_Problem description_
Take the listing below and output it exactly, with no images.

*** Records to use

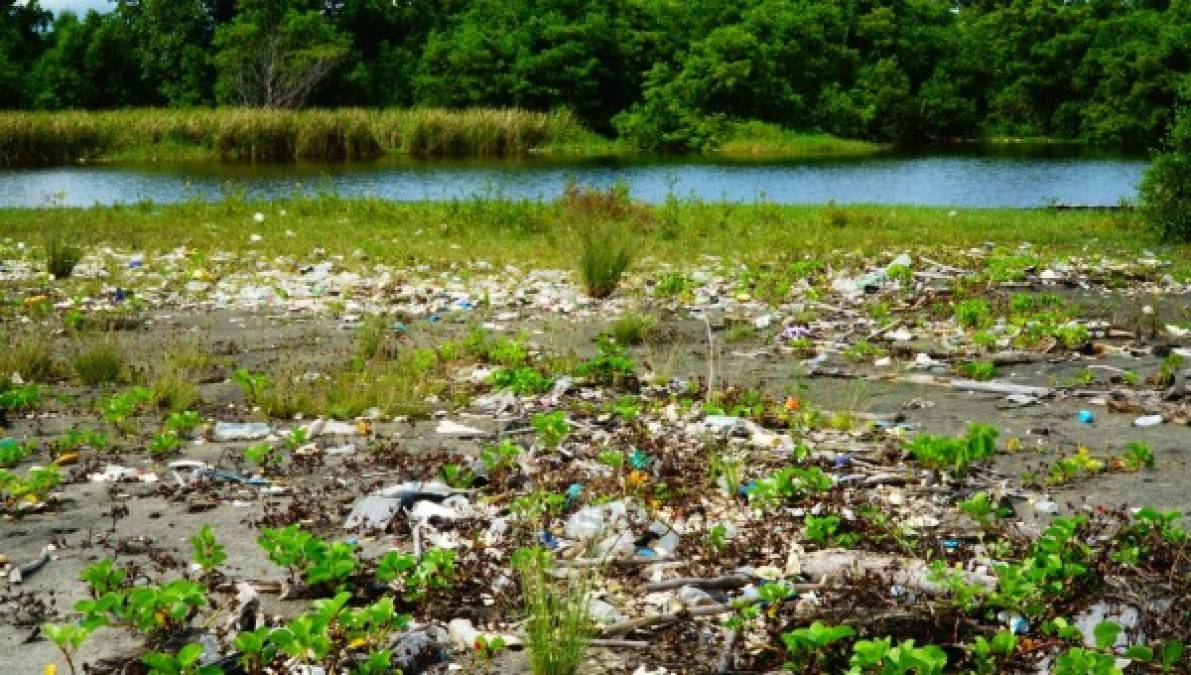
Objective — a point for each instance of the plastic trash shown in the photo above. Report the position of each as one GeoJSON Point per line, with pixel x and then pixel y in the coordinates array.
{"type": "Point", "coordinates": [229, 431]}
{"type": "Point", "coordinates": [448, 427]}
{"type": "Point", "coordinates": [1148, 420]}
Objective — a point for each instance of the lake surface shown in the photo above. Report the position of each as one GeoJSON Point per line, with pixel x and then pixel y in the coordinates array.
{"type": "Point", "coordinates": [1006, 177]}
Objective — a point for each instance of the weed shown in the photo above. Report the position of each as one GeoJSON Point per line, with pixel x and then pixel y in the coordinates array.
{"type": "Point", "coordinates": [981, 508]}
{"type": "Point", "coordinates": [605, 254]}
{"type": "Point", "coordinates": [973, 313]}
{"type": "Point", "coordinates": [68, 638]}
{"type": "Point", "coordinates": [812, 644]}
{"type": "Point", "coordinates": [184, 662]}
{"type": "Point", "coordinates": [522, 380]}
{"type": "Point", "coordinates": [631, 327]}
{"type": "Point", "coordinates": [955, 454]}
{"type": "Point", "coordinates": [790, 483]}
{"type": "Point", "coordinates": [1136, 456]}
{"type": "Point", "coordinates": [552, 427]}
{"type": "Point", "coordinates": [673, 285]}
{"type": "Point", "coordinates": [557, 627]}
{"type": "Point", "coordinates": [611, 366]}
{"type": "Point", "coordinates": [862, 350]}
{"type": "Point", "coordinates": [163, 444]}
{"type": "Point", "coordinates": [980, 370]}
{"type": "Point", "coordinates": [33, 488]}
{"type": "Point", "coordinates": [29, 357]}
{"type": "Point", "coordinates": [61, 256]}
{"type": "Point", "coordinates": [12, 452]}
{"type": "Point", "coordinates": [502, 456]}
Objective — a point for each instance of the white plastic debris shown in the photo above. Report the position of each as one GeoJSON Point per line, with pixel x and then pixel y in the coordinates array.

******

_Result of this task_
Objective — a point for each instance of the plastic trash shown in the photo above. Report the position of each as one GeoJSON Point per line, with pixel x and then pixel y in the coordinates array.
{"type": "Point", "coordinates": [229, 431]}
{"type": "Point", "coordinates": [448, 427]}
{"type": "Point", "coordinates": [1148, 420]}
Objective — a point for each instance of the lake surface shown in the photo above. Report the position of each as one GeoJSON Point per line, with pixel x and then pixel y in the coordinates array.
{"type": "Point", "coordinates": [1006, 177]}
Objective — a point for each instance of the weed shown in the photo above. Report the position of each as one GeoJSON Point per line, with pixel x and then pixel y in the coordinates array.
{"type": "Point", "coordinates": [981, 508]}
{"type": "Point", "coordinates": [605, 254]}
{"type": "Point", "coordinates": [973, 313]}
{"type": "Point", "coordinates": [68, 638]}
{"type": "Point", "coordinates": [812, 644]}
{"type": "Point", "coordinates": [184, 662]}
{"type": "Point", "coordinates": [522, 380]}
{"type": "Point", "coordinates": [631, 327]}
{"type": "Point", "coordinates": [955, 454]}
{"type": "Point", "coordinates": [790, 483]}
{"type": "Point", "coordinates": [1136, 456]}
{"type": "Point", "coordinates": [552, 427]}
{"type": "Point", "coordinates": [673, 285]}
{"type": "Point", "coordinates": [557, 627]}
{"type": "Point", "coordinates": [611, 366]}
{"type": "Point", "coordinates": [862, 350]}
{"type": "Point", "coordinates": [163, 444]}
{"type": "Point", "coordinates": [980, 370]}
{"type": "Point", "coordinates": [33, 488]}
{"type": "Point", "coordinates": [29, 357]}
{"type": "Point", "coordinates": [61, 256]}
{"type": "Point", "coordinates": [12, 452]}
{"type": "Point", "coordinates": [502, 456]}
Objective — a point for each instance of the white plastic debris shown in the photo above. Report the position of each as one GeoJSON Point per line, with pixel x and then pixel y in the coordinates array.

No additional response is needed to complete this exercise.